Задания
**a)** Переведите на английский язык следующее предложение из отрывка о социалистической законности: «И социалистическая законность именно тогда выступила в качестве прямого выражения марксистской философии права».
**b)** Выпишите из отрывка о социалистической законности фрагмент, начиная со слов «На первое место» и далее вплоть до слов «прямого вооруженного насилия).».
**c)** Продолжите отрывок о социалистической законности, начав сразу после его последнего предложения.

Выбранный отрывок
А в этой связи - еще один фундаментальный факт. Это - формирование в 1920-1930 годах сначала в советской России, а затем и во всем Советском Союзе довольно развернутой системы позитивного права, которая хотя и была "ущербной", но все же охватывала, на неком юридико-усредненном уровне, законодательно-нормативной регламентацией многие сферы жизни общества.
Указанные фундаментальные факты и привели к существенным метаморфозам в содержании и особенно - в организации правовой жизни и, в частности, в системе ее категорий и лексики, а отсюда - к метаморфозам марксистской философии права.
Если в годы гражданской войны, в двадцатые годы коммунистическое, революционное дело осуществлялось, утверждая "революционное право", непосредственно через "пролетарский суд", ВЧК, латышских стрелков, красногвардейские патрули, продотряды, революционные трибуналы, комитеты бедноты - через все "приводные ремни" беспощадной большевистской диктатуры, то в обстановке утвердившейся военно-коммунистической системы власти, сталинской единодержавной тирании и притом при более или менее сложившемся советском позитивном праве ситуация изменилась.
На первое место в такой новой обстановке в госудаственно-юридической жизни вышли общецивилизационно признанные институты и формы - народный суд, прокуратура, следственные органы, учреждений общественного порядка. Для поддержания военно-коммунистической власти, имперской государственности оказалось в основном достаточным того, чтобы все участники государственной и общественной жизни "просто" строжайшим образом соблюдали советские законы (и негласно сохранялась беспрепятственная возможность действия под водительством партгосаппарата революционного права, в том числе - режима репрессий, террора, применения прямого вооруженного насилия).
Именно в таких условиях как раз и стало возможным осуществлять политические и экономические задачи, диктуемые коммунистической идеологией, под эгидой социалистической законности. И социалистическая законность именно тогда выступила в качестве прямого выражения марксистской философии права.
А это, помимо всего иного, означает, что социалистическая законность, вопреки своему респектабельному фасаду и даже элементарному значению понятия "законность", стала носителем всего того антигуманного, античеловеческого, что ранее выражалось в формуле революционного правосознания или революционной законности. Прежде всего - носителем (и одновременно прикрытием, благообразным оправданием) такого "права", когда оказывается возможным и оправданным для существующей власти, ее вооруженных сил, карательно-репрессивных органов, не считаясь с действующими законоположениями, творить произвол, идти во имя высокой цели на любые акции, любые кардинальные действия, вплоть до вооруженного насилия, террора, ведения войны.
И от такой трактовки центрального звена идеологии социалистической законности (которая является центральным звеном всей системы советского права, центральной идей "в праве") никуда, ни на пядь не уйти, поскольку эта категория связывается с марксизмом, с коммунистическим пониманием права.
Незыблемость коммунистического правопонимания, определяющего истинный смысл идеологии социалистической законности, вытекает также из того обстоятельства, что военно-коммунистическая система власти, лежащая в основе социалистической партийно-идеологизированной державной государственности, нуждается в адекватных мощных средствах обеспечения, которые может дать только высшее революционное право, его всемогущество, выраженное в идеологии социалистической законности.

Исходные данные
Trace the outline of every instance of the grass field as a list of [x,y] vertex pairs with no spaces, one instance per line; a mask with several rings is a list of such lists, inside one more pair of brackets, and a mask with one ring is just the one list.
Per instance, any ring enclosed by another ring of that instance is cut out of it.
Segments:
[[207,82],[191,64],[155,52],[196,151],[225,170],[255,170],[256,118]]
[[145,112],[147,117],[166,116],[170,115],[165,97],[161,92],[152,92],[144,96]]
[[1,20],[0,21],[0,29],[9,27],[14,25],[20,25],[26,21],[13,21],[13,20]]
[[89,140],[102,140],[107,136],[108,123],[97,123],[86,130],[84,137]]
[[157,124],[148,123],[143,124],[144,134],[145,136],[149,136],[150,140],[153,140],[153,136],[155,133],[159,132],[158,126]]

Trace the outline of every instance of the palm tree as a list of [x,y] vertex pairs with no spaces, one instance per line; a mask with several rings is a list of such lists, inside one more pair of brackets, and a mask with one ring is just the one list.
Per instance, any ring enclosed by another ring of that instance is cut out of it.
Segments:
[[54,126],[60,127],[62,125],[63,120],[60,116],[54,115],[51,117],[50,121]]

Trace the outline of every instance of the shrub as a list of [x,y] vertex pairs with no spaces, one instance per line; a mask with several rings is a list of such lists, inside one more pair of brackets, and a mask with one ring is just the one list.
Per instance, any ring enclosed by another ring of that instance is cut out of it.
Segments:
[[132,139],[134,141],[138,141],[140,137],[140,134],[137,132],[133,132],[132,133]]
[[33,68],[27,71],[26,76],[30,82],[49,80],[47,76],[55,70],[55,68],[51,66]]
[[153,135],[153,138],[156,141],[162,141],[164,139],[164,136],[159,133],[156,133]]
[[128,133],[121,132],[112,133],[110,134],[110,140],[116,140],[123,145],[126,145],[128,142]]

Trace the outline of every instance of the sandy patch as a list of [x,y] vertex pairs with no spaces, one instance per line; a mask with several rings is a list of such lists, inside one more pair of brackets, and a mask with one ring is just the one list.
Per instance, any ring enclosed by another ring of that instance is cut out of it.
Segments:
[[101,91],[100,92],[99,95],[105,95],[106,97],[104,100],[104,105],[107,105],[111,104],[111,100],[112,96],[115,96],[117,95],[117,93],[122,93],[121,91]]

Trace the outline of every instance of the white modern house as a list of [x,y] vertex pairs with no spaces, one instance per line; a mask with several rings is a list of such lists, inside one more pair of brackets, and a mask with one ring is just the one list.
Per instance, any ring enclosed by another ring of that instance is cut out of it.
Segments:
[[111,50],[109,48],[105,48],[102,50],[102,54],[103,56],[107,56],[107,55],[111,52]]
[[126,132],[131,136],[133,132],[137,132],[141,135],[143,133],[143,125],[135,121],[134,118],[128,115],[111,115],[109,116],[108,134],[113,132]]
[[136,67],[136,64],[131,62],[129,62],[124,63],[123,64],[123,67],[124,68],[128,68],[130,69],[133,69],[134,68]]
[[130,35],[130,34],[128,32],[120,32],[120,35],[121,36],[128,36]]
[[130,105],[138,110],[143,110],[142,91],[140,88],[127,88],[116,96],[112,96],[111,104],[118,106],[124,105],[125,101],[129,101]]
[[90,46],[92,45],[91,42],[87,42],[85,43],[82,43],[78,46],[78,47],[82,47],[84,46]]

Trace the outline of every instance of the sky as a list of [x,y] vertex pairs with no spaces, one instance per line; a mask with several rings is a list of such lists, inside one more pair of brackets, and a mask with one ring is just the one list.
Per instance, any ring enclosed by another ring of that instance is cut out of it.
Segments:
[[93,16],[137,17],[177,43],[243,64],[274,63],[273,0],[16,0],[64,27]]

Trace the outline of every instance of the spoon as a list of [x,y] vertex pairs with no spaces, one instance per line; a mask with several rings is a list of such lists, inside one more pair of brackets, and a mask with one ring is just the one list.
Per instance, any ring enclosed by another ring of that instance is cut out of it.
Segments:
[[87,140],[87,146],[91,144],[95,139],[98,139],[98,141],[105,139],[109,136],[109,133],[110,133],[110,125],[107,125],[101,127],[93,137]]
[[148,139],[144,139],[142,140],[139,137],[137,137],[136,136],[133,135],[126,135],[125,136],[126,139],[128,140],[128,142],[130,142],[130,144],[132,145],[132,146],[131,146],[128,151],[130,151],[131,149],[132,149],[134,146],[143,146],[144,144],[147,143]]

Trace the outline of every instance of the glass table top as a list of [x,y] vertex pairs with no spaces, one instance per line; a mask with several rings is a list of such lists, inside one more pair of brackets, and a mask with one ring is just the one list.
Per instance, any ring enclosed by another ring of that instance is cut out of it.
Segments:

Письменные ответы
**a)** And it was precisely then that socialist legality emerged as the direct expression of the Marxist philosophy of law.

**b)**
На первое место в такой новой обстановке в госудаственно-юридической жизни вышли общецивилизационно признанные институты и формы - народный суд, прокуратура, следственные органы, учреждений общественного порядка. Для поддержания военно-коммунистической власти, имперской государственности оказалось в основном достаточным того, чтобы все участники государственной и общественной жизни "просто" строжайшим образом соблюдали советские законы (и негласно сохранялась беспрепятственная возможность действия под водительством партгосаппарата революционного права, в том числе - режима репрессий, террора, применения прямого вооруженного насилия).

**c)**
Надо отдать должное советской коммунистической пропаганде, которой с помощью советской общественной науки удалось создать представление о том, что именно "социалистическая законность" представляет собой знак и выражение отказа общества, построенного на постулатах марксизма, от пороков, изображаемых в виде "просто" безобразий и "просто" недостатков сталинского режима.
И хотя страшные приметы ленинско-сталинского бесчеловечного строя фактически так и не отступили ни на шаг и до сих пор проступают то там, то здесь, словеса и заклинания, закрученные вокруг иллюзий, порожденных идеологией социалистической законности, во многом скрыли и скрывают до сей поры страшные реалии советского и постсоветского строя. И это не очень-то благоприятный факт нашей действительности, так как для людей, десятилетиями своей жизни и деятельности связанных с советской действительностью, формулы и лозунги социалистической законности прочно укоренились, стали какими-то аксиомами, чуть ли не императивами подсознания - и впрямь неотступными, вездесущими, нетленными химерами, порождающими обманные иллюзии.
Одна из примечательных черт, характеризующих коммунистический подход к правовым вопросам в соответствии с идеологий социалистической законности, - это отождествление права, с одной стороны, а с другой - "порядка" и "дисциплины".
Такое отождествление давало о себе знать с самых первых дней октябрьского переворота. Оно, с некоторой, не очень существенной сменой лексики и акцентов, проходит через всю историю советского общества. И именно здесь надо видеть важнейшую сторону социалистической концепции права, ущербности и деформации права в советском обществе, всей идеологии социалистической законности.
Суть вопроса здесь - в том, что, вопреки исконной природе и предназначению права, оно в советском обществе предстает перед людьми, всеми субъектами не в виде субъективных, точно определенных и юридически обеспеченных прав, а преимущественно в виде юридических обязанностей, запретов и юридической ответственности.
Отсюда - такая общественная оценка юридических вопросов (и в области государственной политики, и в общественном мнении), когда на первое место среди них неизменно выдвигаются проблемы налаживания строгой дисциплины, борьба с преступностью, наказания правонарушителей.
Отсюда же сдержанное, а порой и открыто отрицательное отношение к правам и свободам - "источнику дезорганизованности" и "анархии"; настроенность на то, чтобы права и свободы людей были поставлены в зависимость от выполнения субъектами своих обязанностей, их ответственности перед обществом и государством.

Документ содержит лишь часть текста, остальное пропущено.